> _Assignment_:
Copy out, from the entries below, each line that holds the string "storefront".

+++ Data shown

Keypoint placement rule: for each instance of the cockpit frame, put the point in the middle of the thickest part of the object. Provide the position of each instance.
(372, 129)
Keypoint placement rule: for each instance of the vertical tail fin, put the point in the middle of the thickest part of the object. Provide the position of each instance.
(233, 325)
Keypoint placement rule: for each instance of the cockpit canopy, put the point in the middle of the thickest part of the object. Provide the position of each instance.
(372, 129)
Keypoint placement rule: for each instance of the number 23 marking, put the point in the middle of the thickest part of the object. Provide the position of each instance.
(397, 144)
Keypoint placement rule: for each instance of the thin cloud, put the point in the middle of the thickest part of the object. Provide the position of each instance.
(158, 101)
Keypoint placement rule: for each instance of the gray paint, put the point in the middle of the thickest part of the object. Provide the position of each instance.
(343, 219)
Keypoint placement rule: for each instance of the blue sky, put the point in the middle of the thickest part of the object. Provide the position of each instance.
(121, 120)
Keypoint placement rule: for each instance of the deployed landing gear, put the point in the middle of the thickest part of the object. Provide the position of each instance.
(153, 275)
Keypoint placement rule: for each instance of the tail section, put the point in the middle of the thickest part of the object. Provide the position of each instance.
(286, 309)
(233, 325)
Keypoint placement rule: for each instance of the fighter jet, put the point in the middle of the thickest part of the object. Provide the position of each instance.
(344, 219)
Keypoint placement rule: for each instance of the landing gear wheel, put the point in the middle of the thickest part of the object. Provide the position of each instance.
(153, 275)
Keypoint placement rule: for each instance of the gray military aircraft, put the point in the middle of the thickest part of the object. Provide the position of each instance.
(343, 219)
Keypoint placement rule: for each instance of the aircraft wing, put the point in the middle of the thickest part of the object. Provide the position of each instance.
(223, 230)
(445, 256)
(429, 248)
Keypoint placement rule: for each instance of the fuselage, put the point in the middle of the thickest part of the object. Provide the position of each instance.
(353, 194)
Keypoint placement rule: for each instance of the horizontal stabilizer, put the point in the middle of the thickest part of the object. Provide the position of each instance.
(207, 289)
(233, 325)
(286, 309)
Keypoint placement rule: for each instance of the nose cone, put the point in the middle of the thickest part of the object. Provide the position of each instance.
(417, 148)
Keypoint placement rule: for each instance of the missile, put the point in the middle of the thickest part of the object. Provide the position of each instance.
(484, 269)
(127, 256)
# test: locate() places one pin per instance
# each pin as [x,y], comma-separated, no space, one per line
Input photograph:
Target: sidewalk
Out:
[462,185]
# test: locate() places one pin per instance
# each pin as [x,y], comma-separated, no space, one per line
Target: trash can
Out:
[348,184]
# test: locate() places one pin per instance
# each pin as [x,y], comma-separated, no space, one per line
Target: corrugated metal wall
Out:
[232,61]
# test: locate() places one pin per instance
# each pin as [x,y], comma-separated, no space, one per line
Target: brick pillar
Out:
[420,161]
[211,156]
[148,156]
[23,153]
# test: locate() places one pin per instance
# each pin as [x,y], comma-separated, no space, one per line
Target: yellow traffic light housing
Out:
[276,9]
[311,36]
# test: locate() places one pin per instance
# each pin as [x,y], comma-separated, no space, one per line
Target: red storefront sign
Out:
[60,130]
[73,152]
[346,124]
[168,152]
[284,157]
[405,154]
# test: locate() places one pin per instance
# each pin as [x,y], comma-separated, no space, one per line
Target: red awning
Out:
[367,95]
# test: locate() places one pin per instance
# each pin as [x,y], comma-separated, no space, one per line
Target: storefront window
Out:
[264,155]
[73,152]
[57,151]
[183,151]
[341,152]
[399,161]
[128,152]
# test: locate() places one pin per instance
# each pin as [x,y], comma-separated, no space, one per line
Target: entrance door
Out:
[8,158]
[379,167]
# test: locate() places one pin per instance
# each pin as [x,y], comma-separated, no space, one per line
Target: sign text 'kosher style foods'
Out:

++++++

> _Solution to this task_:
Target: red storefront sign
Target: storefront window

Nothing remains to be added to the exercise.